Collection entries:
┄┄┄┄┄┄┄┄┄┄┄┄┄┄┄┄┄┄┄┄
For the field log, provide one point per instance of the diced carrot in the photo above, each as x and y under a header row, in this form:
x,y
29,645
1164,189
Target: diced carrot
┄┄┄┄┄┄┄┄┄┄┄┄┄┄┄┄┄┄┄┄
Reproduce the item above verbatim, line for line.

== Output of the exercise ==
For the field log, provide one point per instance of the diced carrot in the photo above, each as x and y under a header row, in this form:
x,y
29,645
1164,189
Target: diced carrot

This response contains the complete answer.